What you will do>
Your response should contain every record below, copied exactly.

Record excerpts>
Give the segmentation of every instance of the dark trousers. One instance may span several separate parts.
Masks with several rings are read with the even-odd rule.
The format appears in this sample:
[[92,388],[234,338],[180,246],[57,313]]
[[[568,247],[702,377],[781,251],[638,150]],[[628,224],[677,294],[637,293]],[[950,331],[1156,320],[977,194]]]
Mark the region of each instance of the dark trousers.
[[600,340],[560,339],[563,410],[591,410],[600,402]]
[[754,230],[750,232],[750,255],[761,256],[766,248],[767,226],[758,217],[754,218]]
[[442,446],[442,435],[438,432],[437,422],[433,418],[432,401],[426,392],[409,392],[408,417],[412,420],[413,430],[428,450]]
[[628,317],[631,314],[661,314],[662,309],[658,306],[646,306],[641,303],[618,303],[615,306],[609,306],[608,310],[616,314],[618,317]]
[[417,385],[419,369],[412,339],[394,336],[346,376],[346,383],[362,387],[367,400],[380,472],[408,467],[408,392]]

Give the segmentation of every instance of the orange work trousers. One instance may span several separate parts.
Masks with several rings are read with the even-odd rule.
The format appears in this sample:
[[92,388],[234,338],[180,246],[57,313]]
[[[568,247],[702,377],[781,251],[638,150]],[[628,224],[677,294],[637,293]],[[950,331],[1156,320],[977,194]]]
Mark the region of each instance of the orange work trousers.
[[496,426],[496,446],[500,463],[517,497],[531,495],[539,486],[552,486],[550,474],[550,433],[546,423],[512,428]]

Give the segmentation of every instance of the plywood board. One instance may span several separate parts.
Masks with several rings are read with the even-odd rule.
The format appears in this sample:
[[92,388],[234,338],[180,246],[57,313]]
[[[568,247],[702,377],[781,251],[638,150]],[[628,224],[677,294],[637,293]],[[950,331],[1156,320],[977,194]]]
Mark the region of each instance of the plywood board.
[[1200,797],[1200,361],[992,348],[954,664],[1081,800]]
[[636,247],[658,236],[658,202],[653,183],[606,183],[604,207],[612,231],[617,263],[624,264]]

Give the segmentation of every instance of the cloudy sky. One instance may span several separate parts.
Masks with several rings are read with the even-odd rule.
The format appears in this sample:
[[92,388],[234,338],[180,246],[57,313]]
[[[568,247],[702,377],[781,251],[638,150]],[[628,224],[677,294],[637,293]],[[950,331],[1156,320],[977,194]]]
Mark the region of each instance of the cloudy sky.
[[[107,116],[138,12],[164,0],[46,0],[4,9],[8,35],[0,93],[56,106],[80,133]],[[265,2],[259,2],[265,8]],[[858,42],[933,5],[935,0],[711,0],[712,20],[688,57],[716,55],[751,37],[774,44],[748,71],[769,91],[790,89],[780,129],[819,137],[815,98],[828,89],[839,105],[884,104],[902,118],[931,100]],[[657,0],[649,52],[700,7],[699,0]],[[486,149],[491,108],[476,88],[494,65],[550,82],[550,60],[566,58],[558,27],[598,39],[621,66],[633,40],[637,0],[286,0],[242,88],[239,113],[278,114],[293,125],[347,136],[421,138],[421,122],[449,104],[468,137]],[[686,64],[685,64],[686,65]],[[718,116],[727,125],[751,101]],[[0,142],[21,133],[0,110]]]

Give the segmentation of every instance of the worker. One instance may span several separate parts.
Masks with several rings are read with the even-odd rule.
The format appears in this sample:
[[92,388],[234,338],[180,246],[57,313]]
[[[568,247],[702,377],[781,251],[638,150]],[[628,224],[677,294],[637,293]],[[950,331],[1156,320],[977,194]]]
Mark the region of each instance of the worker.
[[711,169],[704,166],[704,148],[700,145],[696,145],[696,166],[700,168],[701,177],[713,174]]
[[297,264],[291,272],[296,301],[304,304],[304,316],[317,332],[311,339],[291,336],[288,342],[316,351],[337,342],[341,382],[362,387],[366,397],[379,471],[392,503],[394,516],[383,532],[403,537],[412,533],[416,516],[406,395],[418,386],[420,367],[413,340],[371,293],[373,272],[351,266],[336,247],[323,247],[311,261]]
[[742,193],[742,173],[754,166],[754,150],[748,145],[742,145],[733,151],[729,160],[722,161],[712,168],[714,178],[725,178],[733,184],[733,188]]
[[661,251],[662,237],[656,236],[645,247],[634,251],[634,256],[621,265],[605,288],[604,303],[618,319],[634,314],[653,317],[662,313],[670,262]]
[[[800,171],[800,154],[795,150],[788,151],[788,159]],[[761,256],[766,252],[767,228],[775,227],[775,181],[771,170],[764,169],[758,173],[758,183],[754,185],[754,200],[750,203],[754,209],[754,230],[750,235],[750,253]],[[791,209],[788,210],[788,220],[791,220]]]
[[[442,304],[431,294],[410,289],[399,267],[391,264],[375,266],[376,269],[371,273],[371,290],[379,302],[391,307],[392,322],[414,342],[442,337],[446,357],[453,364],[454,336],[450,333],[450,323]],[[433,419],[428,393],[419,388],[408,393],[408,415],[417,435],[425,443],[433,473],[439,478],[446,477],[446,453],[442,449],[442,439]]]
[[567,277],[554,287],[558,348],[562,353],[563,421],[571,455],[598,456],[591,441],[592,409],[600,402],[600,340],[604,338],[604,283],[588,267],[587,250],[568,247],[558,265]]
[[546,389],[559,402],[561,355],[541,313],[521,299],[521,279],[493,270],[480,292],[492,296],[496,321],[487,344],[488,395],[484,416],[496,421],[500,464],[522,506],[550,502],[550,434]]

Exercise result>
Give the segmentation of every instance of the dark trousers. One instance may span several separate parts.
Masks with several rings are read with the even-odd rule.
The format appears in this sample:
[[92,388],[234,338],[180,246],[57,313]]
[[[568,247],[702,377],[781,251],[638,150]],[[628,224],[677,294],[637,293]],[[950,331],[1156,320],[977,194]]]
Mark the region of each instance of the dark trousers.
[[600,340],[560,339],[563,410],[591,410],[600,402]]
[[754,230],[750,232],[750,255],[761,256],[766,248],[767,226],[758,217],[754,218]]
[[442,446],[442,435],[438,432],[437,422],[433,418],[432,401],[426,392],[409,392],[408,417],[412,420],[413,430],[428,450]]
[[628,317],[631,314],[661,314],[662,309],[658,306],[646,306],[641,303],[618,303],[615,306],[609,306],[608,310],[616,314],[618,317]]
[[417,385],[419,369],[412,339],[394,336],[346,376],[346,383],[362,387],[367,400],[380,472],[408,467],[408,392]]

Give the segmentation of every instance of the orange work trousers. One instance may span several separate parts.
Masks with several rings are read with the even-odd rule.
The format appears in this sample:
[[92,388],[234,338],[180,246],[57,313]]
[[[568,247],[702,377],[781,251],[638,150]],[[628,224],[677,294],[637,293]],[[950,331],[1156,320],[977,194]]]
Mark the region of each instance of the orange work trousers.
[[496,426],[496,446],[500,463],[517,497],[531,495],[539,486],[552,486],[550,474],[550,433],[546,423],[512,428]]

Give the segmentation of every instance of the plywood board. One instance may span several separate parts.
Masks with several rings are read with the even-odd rule.
The format appears in this sample:
[[92,388],[234,338],[180,246],[57,313]]
[[[568,247],[702,377],[781,251],[638,150]],[[628,224],[677,294],[637,293]],[[950,331],[1156,320],[977,194]]]
Mark the region of each instance of the plywood board.
[[1200,797],[1200,361],[992,348],[954,664],[1081,800]]
[[636,247],[658,236],[658,202],[653,183],[606,183],[604,207],[612,231],[617,263],[624,264]]

Give the segmentation of every instance of the cloudy sky. One instance may span several separate parts.
Masks with several rings are read with the even-odd rule.
The format appears in this sample:
[[92,388],[234,338],[180,246],[57,313]]
[[[568,247],[702,377],[781,251],[638,150]],[[628,224],[677,294],[637,293]],[[950,331],[1156,320],[977,194]]]
Mark the region of each instance of the cloudy sky.
[[[107,116],[138,12],[164,0],[46,0],[4,9],[8,35],[0,93],[56,106],[80,133]],[[265,2],[259,2],[265,8]],[[858,42],[933,5],[935,0],[711,0],[712,20],[688,57],[716,55],[751,37],[774,44],[748,71],[769,91],[790,89],[780,129],[819,137],[815,98],[828,89],[839,105],[884,104],[902,118],[931,100]],[[657,0],[649,52],[700,7],[699,0]],[[486,149],[491,108],[476,88],[494,65],[550,82],[550,60],[566,58],[558,27],[598,39],[621,66],[633,40],[637,0],[286,0],[242,88],[239,113],[278,114],[293,125],[347,136],[421,138],[421,122],[449,104],[468,137]],[[686,64],[685,64],[686,65]],[[718,116],[727,125],[751,101]],[[0,142],[21,133],[0,110]]]

Give the segmentation of every instance of the worker. One instance may span several separate parts.
Masks with several rings are read with the even-odd rule.
The format appears in this sample:
[[92,388],[234,338],[180,246],[57,313]]
[[[568,247],[702,377],[781,251],[638,150]],[[628,224],[677,294],[637,293]],[[950,331],[1156,320],[977,194]]]
Mark the region of each instance of the worker.
[[711,169],[704,166],[704,148],[700,145],[696,145],[696,166],[700,168],[701,177],[713,174]]
[[297,264],[291,272],[296,301],[304,304],[304,316],[317,332],[311,339],[291,336],[288,342],[316,351],[337,342],[341,382],[362,387],[366,397],[379,471],[392,503],[394,516],[383,532],[403,537],[412,533],[416,516],[406,395],[418,386],[420,367],[413,340],[371,293],[373,272],[351,266],[336,247],[323,247],[311,261]]
[[742,193],[742,173],[754,166],[754,150],[748,145],[742,145],[733,151],[729,160],[722,161],[712,168],[714,178],[725,178],[733,184],[733,188]]
[[661,251],[662,237],[656,236],[645,247],[634,251],[634,256],[621,265],[605,288],[604,303],[618,319],[634,314],[653,317],[662,313],[670,262]]
[[[800,171],[800,154],[795,150],[788,151],[788,159]],[[761,256],[766,252],[767,228],[775,227],[775,181],[771,170],[764,169],[758,173],[758,183],[754,185],[754,200],[750,203],[754,209],[754,230],[750,235],[750,253]],[[791,209],[788,210],[788,220],[791,220]]]
[[[442,304],[431,294],[410,289],[399,267],[391,264],[375,266],[376,269],[371,273],[371,290],[379,302],[391,307],[392,322],[414,342],[442,337],[446,357],[453,364],[454,336],[450,333],[450,323]],[[433,419],[428,393],[419,388],[408,393],[408,415],[417,435],[425,443],[433,473],[439,478],[446,477],[446,453],[442,449],[442,439]]]
[[567,277],[554,287],[558,348],[562,353],[563,421],[571,455],[598,456],[591,441],[592,409],[600,402],[600,340],[604,338],[604,283],[588,267],[587,250],[568,247],[558,265]]
[[546,389],[559,402],[561,355],[541,313],[521,299],[521,279],[493,270],[480,292],[492,296],[496,321],[487,344],[488,395],[484,416],[496,421],[500,464],[522,506],[550,502],[550,434]]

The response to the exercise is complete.